Present every line of the items below as a numbered list, skipping blank lines and omitting the pictures.
"""
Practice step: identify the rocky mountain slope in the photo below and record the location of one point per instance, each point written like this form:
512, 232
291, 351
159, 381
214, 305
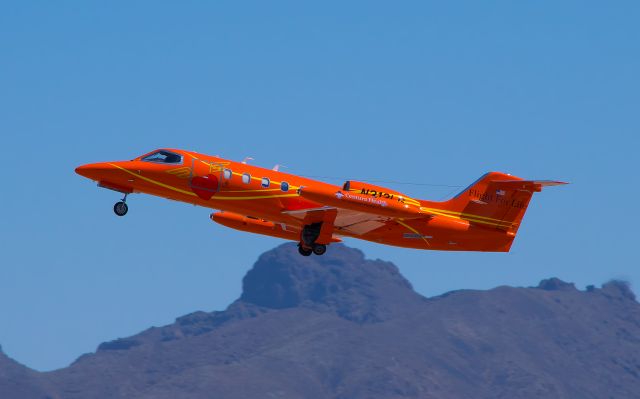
"""
* PROBLEM SOLUTION
1. Practice step: identify the rocky mountain slope in the photo below and record the location of one point per instance, each point written like this form:
2. 512, 232
3. 291, 351
4. 159, 381
5. 214, 305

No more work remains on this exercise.